● **선택 발췌문**:
▼
브랜치 쌍을 DPO 또는 RLHF용 선호 데이터로 내보냅니다:

bash

potato export \
  --format branch_preferences \
  --project ./output/ \
  --output ./training_data/branch_preferences.jsonl

json

{
  "session_id": "session_001",
  "task": "Fix the failing test in tests/test_parser.py",
  "branch_point_step": 2,
  "branch_point_reason": "Agent started modifying the wrong file",
  "rejected_branch": "branch-A",
  "rejected_steps": [
    {"step_idx": 3, "type": "file_edit", "path": "src/wrong_file.py", "...": "..."},
    {"step_idx": 4, "type": "bash_command", "command": "pytest", "exit_code": 1}
  ],
  "chosen_branch": "branch-B",
  "chosen_steps": [
    {"step_idx": 3, "type": "file_edit", "path": "src/parser.py", "...": "..."},
    {"step_idx": 4, "type": "bash_command", "command": "pytest", "exit_code": 0}
  ]
}

실시간 관찰에서 나온 PRM 라벨

롤백 지점이 보통 첫 오류 단계이므로, 실시간 관찰을 PRM 라벨링과 짝지을 수 있습니다:

bash

potato export \
  --format prm_from_branches \
  --project ./output/ \
  --output ./training_data/prm_live.jsonl

여기서 되감은 단계는 첫 오류로 라벨링되고, 새 브랜치의 단계들은 사용자가 수락했으므로 정확한 것으로 라벨링됩니다.

코드 리뷰 데이터셋

주석자 지시와 롤백 사유를 코드 리뷰 훈련 데이터로 내보냅니다:

bash

potato export \
  --format code_review \
  --project ./output/ \
  --output ./training_data/code_review.jsonl

전체 빠른 시작

아무것도 없는 상태에서 실행 중인 Ollama 세션까지, 전체 순서입니다:

bash

# 1. Install Potato with live agent support
pip install potato-annotation[live-agents]
 
# 2. Install and start Ollama
curl -fsSL https://ollama.ai/install.sh | sh
ollama pull qwen2.5-coder:32b
 
# 3. Set up a workspace with a repo to work on
mkdir -p workspace/
git clone https://github.com/example/test-project workspace/repo
 
# 4. Create the config file
cat > config.yaml << 'YAML'
project_name: "Live Agent Observation"
▲
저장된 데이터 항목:
▼
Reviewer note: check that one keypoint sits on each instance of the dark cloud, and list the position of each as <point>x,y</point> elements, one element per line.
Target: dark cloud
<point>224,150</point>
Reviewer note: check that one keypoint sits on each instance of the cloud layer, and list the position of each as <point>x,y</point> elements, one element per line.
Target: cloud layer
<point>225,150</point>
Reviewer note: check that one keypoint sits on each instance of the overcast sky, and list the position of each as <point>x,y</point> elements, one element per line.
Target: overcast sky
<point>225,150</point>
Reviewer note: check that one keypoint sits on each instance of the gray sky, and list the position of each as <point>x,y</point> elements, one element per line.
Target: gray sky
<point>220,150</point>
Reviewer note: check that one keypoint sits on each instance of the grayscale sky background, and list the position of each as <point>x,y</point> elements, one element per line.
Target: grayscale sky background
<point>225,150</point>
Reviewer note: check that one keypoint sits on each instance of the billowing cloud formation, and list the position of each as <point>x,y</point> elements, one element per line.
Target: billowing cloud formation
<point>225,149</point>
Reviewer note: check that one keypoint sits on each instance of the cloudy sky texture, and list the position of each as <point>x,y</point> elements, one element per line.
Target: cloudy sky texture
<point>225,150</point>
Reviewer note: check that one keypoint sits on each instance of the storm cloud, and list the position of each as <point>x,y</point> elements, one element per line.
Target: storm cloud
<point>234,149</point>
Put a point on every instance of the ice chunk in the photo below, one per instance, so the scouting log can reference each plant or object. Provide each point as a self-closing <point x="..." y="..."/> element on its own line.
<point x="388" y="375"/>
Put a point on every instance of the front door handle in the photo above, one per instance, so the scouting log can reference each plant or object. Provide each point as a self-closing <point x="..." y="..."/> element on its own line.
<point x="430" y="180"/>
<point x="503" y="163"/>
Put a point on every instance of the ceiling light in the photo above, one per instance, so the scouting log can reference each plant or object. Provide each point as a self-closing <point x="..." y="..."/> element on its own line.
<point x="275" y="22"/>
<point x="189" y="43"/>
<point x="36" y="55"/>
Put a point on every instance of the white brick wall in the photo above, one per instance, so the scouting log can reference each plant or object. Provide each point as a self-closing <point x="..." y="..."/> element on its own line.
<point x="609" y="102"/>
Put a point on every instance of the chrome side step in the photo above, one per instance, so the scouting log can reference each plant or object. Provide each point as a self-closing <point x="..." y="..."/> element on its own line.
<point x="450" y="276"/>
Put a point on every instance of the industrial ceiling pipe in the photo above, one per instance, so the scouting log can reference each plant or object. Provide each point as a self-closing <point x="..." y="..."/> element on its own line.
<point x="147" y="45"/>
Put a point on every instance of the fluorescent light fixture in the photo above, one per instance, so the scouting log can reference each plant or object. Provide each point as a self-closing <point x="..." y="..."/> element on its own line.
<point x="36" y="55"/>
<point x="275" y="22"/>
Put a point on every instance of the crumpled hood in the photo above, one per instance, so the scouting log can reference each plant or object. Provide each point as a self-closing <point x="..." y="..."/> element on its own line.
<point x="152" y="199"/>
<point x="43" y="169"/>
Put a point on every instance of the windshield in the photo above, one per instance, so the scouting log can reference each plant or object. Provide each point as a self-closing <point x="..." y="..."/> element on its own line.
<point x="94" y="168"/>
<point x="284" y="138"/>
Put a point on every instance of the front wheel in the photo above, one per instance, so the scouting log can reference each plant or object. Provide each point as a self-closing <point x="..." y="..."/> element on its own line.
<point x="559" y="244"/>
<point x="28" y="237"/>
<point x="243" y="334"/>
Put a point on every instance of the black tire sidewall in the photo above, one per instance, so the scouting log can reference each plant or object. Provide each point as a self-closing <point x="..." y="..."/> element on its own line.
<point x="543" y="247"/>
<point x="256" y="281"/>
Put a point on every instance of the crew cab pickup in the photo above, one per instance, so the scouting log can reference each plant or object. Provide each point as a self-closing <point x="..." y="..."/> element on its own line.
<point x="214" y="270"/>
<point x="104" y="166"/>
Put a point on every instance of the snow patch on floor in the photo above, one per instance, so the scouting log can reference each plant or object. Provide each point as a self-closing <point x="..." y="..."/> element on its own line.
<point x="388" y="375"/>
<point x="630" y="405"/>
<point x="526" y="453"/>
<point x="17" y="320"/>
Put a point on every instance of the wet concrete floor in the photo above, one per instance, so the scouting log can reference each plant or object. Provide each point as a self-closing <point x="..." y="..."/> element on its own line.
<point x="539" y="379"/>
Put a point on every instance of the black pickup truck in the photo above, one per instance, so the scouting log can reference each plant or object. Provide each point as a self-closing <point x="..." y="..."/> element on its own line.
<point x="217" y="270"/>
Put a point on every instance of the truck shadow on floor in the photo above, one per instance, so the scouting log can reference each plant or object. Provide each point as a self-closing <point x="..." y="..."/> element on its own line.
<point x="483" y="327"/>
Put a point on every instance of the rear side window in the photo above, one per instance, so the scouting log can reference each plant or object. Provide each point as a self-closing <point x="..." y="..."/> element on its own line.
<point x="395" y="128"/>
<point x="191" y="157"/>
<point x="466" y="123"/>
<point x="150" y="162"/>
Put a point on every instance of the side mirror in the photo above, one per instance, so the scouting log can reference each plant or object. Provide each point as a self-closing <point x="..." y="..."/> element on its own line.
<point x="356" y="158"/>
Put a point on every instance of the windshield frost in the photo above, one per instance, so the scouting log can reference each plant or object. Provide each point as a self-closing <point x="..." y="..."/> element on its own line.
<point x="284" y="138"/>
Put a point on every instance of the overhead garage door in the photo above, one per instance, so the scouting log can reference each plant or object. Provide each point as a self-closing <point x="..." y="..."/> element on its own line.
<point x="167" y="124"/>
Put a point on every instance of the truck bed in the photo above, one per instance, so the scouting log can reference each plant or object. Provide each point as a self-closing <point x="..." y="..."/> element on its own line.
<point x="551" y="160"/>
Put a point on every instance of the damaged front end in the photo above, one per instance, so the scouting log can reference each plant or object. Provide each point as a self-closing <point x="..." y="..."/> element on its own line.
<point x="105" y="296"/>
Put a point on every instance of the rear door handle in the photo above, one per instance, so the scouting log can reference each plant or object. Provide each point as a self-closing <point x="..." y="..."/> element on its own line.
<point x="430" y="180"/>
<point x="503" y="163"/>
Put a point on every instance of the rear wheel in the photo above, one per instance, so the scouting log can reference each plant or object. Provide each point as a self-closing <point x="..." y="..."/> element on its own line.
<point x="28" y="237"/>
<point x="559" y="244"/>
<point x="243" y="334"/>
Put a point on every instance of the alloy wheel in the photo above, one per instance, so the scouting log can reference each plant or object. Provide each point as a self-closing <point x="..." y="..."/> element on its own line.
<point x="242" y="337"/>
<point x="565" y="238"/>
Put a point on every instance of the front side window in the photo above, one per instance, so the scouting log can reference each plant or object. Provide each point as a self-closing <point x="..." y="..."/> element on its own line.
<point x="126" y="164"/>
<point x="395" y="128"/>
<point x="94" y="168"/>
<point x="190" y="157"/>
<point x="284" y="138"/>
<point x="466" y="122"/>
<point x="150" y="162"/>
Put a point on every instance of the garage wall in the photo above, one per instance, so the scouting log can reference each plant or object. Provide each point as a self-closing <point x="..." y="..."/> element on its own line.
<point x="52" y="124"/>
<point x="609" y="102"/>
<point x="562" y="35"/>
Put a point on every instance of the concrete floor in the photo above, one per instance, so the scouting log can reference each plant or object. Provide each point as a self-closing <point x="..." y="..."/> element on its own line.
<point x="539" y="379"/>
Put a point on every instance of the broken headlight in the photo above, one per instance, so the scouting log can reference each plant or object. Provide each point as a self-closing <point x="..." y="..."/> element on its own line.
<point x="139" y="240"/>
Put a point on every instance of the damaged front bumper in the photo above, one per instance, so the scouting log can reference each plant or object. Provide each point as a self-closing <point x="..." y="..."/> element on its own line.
▲
● **과제 구성**:
1. Potato 데이터 내보내기 글에서 potato export 명령의 --format 옵션에 쓰인 값을 모두 나열하세요.
2. Potato 데이터 내보내기 글을 보고 다음 질문에 답하세요.
(a) JSON 예시에서 chosen_branch 값은 무엇입니까?
(b) prm_from_branches로 내보낼 때 되감은 단계는 무엇으로 라벨링됩니까?
(c) 빠른 시작 순서에서 ollama pull로 받는 모델은 무엇입니까?
3. Potato 데이터 내보내기 글을 마지막 줄 다음부터 이어 쓰세요.

● **예상 결과**:
1.
branch_preferences
prm_from_branches
code_review

2.
(a) branch-B
(b) 첫 오류
(c) qwen2.5-coder:32b

3.
port: 8000
 
live_coding_agent:
  enabled: true
  backend: "ollama"
  ollama:
    model: "qwen2.5-coder:32b"
    host: "http://localhost:11434"
    temperature: 0.2
    num_ctx: 32768
  sandbox:
    type: "local"
    workspace: "./workspace/repo"
    timeout: 600
  streaming:
    update_interval_ms: 100
  checkpoints:
    enabled: true
    strategy: "git"
    auto_commit_on_file_change: true
  controls:
    pause_enabled: true
    instruction_enabled: true
    rollback_enabled: true
    branch_enabled: true
  branching:
    enabled: true
    max_branches_per_session: 5
    require_reason_on_rollback: true
 
annotation_schemes:
  - annotation_type: radio
    name: outcome
    label: "Final outcome"
    options:
      - value: "resolved"
        text: "Task Fully Resolved"
      - value: "partial"
        text: "Partially Resolved"
      - value: "failed"
        text: "Failed"
 
  - annotation_type: text_input
    name: notes
    label: "Session Notes"
    placeholder: "Key observations about agent behavior..."
    required: false
 
output:
  path: "./output/"
  format: "jsonl"
  export_formats:
    - "trajectories"
    - "branch_preferences"
    - "prm_from_branches"
 
annotators:
  - username: "observer1"
    password: "observer_pw_1"
YAML
 
# 5. Start Potato
potato start config.yaml -p 8000
 
# 6. Open http://localhost:8000 in your browser

로그인한 후, "Add input validation to the /api/users POST endpoint" 같은 작업을 붙여넣고 "Start Agent"를 클릭합니다. 작업하는 것을 지켜보고, 무언가 잘못되어 보이면 일시정지하고, 지시를 보내 방향을 잡고, 다른 접근을 시도하기 위해 되감습니다. 끝나면 결과를 평가하고 메모를 적어둡니다.

모범 사례

명확하고 범위가 정해진 작업으로 시작하십시오. 가장 적절한 지점은 에이전트가 5분에서 15분 정도 걸리는 작업입니다. 그보다 짧으면 주석할 만한 충분한 궤적이 나오지 않고, 그보다 훨씬 길면 주석자를 지치게 합니다.

프로덕션에서는 Docker 샌드박싱을 사용하십시오. 로컬 샌드박스 모드는 개발 중에는 괜찮지만, Docker는 에이전트가 호스트 시스템을 건드리지 못하게 합니다. 신뢰할 수 없는 모델에는 항상 이것을 사용하십시오.

롤백 사유를 기록하십시오. require_reason_on_rollback를 켜서 모든 분기 지점에 무엇이 잘못되었는지에 대한 사람의 메모가 따라오도록 하십시오. 그러한 메모는 그 자체로 유용한 훈련 신호이며, 선호 데이터를 더 좋게 만듭니다.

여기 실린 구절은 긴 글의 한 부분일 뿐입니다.